* begin *

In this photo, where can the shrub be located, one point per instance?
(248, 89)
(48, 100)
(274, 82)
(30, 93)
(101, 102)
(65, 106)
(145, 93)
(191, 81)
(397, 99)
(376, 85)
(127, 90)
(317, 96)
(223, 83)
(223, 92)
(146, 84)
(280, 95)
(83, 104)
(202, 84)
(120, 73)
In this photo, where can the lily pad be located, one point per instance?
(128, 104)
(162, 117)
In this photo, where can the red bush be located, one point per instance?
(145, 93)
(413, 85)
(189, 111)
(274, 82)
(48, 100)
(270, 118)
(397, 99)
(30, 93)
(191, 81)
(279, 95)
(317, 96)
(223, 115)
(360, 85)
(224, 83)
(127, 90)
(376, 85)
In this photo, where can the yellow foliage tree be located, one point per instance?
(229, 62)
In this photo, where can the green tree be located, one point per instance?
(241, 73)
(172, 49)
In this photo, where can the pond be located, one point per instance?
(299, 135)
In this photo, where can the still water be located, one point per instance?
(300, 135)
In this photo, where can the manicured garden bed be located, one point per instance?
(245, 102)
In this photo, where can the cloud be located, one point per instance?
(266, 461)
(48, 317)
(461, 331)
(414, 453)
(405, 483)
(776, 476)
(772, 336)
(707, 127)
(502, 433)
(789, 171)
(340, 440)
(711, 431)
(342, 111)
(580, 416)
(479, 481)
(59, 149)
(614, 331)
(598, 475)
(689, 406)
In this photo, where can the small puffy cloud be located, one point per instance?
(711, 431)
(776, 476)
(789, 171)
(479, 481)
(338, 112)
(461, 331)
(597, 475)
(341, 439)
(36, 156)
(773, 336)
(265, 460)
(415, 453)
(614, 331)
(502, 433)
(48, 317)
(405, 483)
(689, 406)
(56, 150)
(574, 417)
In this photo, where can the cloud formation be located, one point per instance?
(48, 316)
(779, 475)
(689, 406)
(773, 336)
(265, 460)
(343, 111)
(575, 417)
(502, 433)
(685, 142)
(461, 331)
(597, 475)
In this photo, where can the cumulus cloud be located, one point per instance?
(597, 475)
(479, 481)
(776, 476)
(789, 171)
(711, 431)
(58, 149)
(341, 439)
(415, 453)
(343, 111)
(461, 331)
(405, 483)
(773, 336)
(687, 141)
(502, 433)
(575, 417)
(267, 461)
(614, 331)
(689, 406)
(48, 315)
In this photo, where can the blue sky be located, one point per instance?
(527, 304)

* end *

GIVEN INSTRUCTION: Return the listing above in full, character for character.

REPLY:
In this photo, where can the shrub be located, one point per instance?
(248, 89)
(48, 100)
(274, 82)
(30, 93)
(101, 102)
(65, 106)
(145, 93)
(191, 81)
(397, 99)
(376, 85)
(127, 90)
(317, 96)
(223, 83)
(223, 92)
(146, 84)
(280, 95)
(83, 104)
(202, 84)
(120, 73)
In this photo, where can the lily pad be located, one point per instance?
(128, 104)
(162, 117)
In this photo, where can the red bush be located, one point per instance?
(145, 93)
(413, 85)
(189, 111)
(274, 82)
(48, 100)
(270, 118)
(397, 99)
(30, 93)
(191, 81)
(279, 95)
(317, 96)
(223, 115)
(360, 85)
(224, 83)
(127, 90)
(376, 85)
In this photo, where can the yellow foliage tree be located, one point per instance?
(229, 62)
In this photo, where can the green tree be located, one point per instance?
(241, 73)
(172, 49)
In this photo, where can the pond be located, one point per instance?
(299, 135)
In this photo, where can the still water be located, one point per instance?
(300, 135)
In this photo, where can the manicured garden bed be located, one point per instance?
(245, 102)
In this photo, where can the cloud be located, one point per instance?
(266, 461)
(48, 317)
(461, 331)
(414, 453)
(405, 483)
(776, 476)
(772, 336)
(707, 127)
(502, 433)
(789, 171)
(340, 440)
(711, 431)
(342, 111)
(580, 416)
(479, 481)
(59, 149)
(614, 331)
(598, 475)
(689, 406)
In this photo, where can the small puffy cloud be located, one point per instance?
(711, 431)
(776, 476)
(789, 171)
(479, 481)
(338, 112)
(461, 331)
(597, 475)
(341, 439)
(36, 156)
(773, 336)
(265, 460)
(415, 453)
(614, 331)
(502, 433)
(48, 317)
(405, 483)
(689, 406)
(56, 150)
(574, 417)
In this photo, where can the cloud formation be located, one point per instance?
(48, 316)
(779, 475)
(689, 406)
(773, 336)
(265, 460)
(343, 111)
(575, 417)
(502, 433)
(685, 142)
(461, 331)
(597, 475)
In this photo, where can the cumulus cloud be located, one point per instance?
(597, 475)
(479, 481)
(776, 476)
(789, 171)
(711, 431)
(58, 149)
(341, 439)
(415, 453)
(343, 111)
(461, 331)
(405, 483)
(773, 336)
(687, 141)
(502, 433)
(575, 417)
(267, 461)
(614, 331)
(689, 406)
(48, 315)
In this photo, where can the blue sky be located, one point per instance?
(527, 304)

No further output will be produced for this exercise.